Validate and format JSON files

Validate and format JSON files - python

I have around 2000 JSON files which I'm trying to run through a Python program. A problem occurs when a JSON file is not in the correct format. (Error: ValueError: No JSON object could be decoded) In turn, I can't read it into my program.
I am currently doing something like the below:
for files in folder:
with open(files) as f:
data = json.load(f); # It causes an error at this part
I know there's offline methods to validating and formatting JSON files but is there a programmatic way to check and format these files? If not, is there a free/cheap alternative to fixing all of these files offline i.e. I just run the program on the folder containing all the JSON files and it formats them as required?
SOLVED using #reece's comment:
invalid_json_files = []
read_json_files = []
def parse():
for files in os.listdir(os.getcwd()):
with open(files) as json_file:
try:
simplejson.load(json_file)
read_json_files.append(files)
except ValueError, e:
print ("JSON object issue: %s") % e
invalid_json_files.append(files)
print invalid_json_files, len(read_json_files)
Turns out that I was saving a file which is not in JSON format in my working directory which was the same place I was reading data from. Thanks for the helpful suggestions.

The built-in JSON module can be used as a validator:
import json
def parse(text):
try:
return json.loads(text)
except ValueError as e:
print('invalid json: %s' % e)
return None # or: raise
You can make it work with files by using:
with open(filename) as f:
return json.load(f)
instead of json.loads and you can include the filename as well in the error message.
On Python 3.3.5, for {test: "foo"}, I get:
invalid json: Expecting property name enclosed in double quotes: line 1 column 2 (char 1)
and on 2.7.6:
invalid json: Expecting property name: line 1 column 2 (char 1)
This is because the correct json is {"test": "foo"}.
When handling the invalid files, it is best to not process them any further. You can build a skipped.txt file listing the files with the error, so they can be checked and fixed by hand.
If possible, you should check the site/program that generated the invalid json files, fix that and then re-generate the json file. Otherwise, you are going to keep having new files that are invalid JSON.
Failing that, you will need to write a custom json parser that fixes common errors. With that, you should be putting the original under source control (or archived), so you can see and check the differences that the automated tool fixes (as a sanity check). Ambiguous cases should be fixed by hand.

Yes, there are ways to validate that a JSON file is valid. One way is to use a JSON parsing library that will throw exceptions if the input you provide is not well-formatted.
try:
load_json_file(filename)
except InvalidDataException: # or something
# oops guess it's not valid
Of course, if you want to fix it, you naturally cannot use a JSON loader since, well, it's not valid JSON in the first place. Unless the library you're using will automatically fix things for you, in which case you probably wouldn't even have this question.

# WRITTEN INSTRUCTION 1:
In the thread about validating JSON files in Python, answer these:
(a) About how many JSON files is the asker trying to run through a program?
(b) What did the asker find was causing the problem?
(c) What is the correct JSON form of {test: "foo"}?
# WRITTEN INSTRUCTION 2:
Can you carry the thread on validating and formatting JSON files in Python forward from its last sentence?

# DATA EXCERPT:
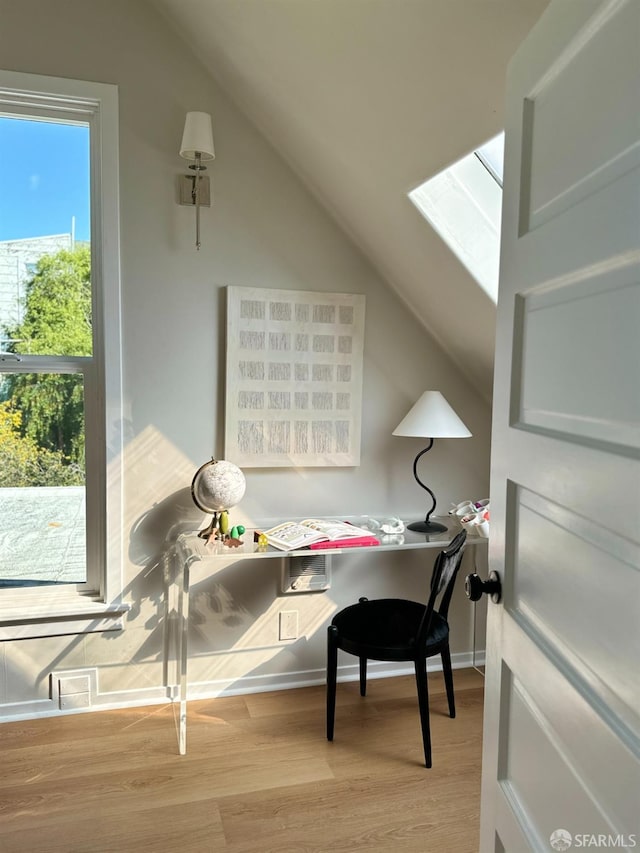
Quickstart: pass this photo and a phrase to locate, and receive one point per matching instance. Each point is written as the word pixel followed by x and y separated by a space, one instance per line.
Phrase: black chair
pixel 392 629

# TASK RESULT 1:
(a) Around 2000.
(b) A file that was not in JSON format had been saved in the working directory, which was the same place the data was being read from.
(c) {"test": "foo"}

# TASK RESULT 2:
One way is to load the file manually and tokenize it and attempt to detect errors and try to fix them as you go, but I'm sure there are cases where the error is just not possible to fix automatically and would be better off throwing an error and asking the user to fix their files.
I have not written a JSON fixer myself so I can't provide any details on how you might go about actually fixing errors.
However I am not sure whether it would be a good idea to fix all errors, since then you'd have assume your fixes are what the user actually wants. If it's a missing comma or they have an extra trailing comma, then that might be OK, but there may be cases where it is ambiguous what the user wants.

Here is a full python3 example for the next novice python programmer that stumbles upon this answer. I was exporting 16000 records as json files. I had to restart the process several times so I needed to verify that all of the json files were indeed valid before I started importing into a new system.
I am no python programmer so when I tried the answers above as written, nothing happened. Seems like a few lines of code were missing. The example below handles files in the current folder or a specific folder.
verify.py
import json
import os
import sys
from os.path import isfile,join
# check if a folder name was specified
if len(sys.argv) > 1:
folder = sys.argv[1]
else:
folder = os.getcwd()
# array to hold invalid and valid files
invalid_json_files = []
read_json_files = []
def parse():
# loop through the folder
for files in os.listdir(folder):
# check if the combined path and filename is a file
if isfile(join(folder,files)):
# open the file
with open(join(folder,files)) as json_file:
# try reading the json file using the json interpreter
try:
json.load(json_file)
read_json_files.append(files)
except ValueError as e:
# if the file is not valid, print the error
# and add the file to the list of invalid files
print("JSON object issue: %s" % e)
invalid_json_files.append(files)
print(invalid_json_files)
print(len(read_json_files))
parse()
Example:
python3 verify.py
or
python3 verify.py somefolder
tested with python 3.7.3

It was not clear to me how to provide path to the file folder, so I'd like to provide answer with this option.
path = r'C:\Users\altz7\Desktop\your_folder_name' # use your path
all_files = glob.glob(path + "/*.json")
data_list = []
invalid_json_files = []
for filename in all_files:
try:
df = pd.read_json(filename)
data_list.append(df)
except ValueError:
invalid_json_files.append(filename)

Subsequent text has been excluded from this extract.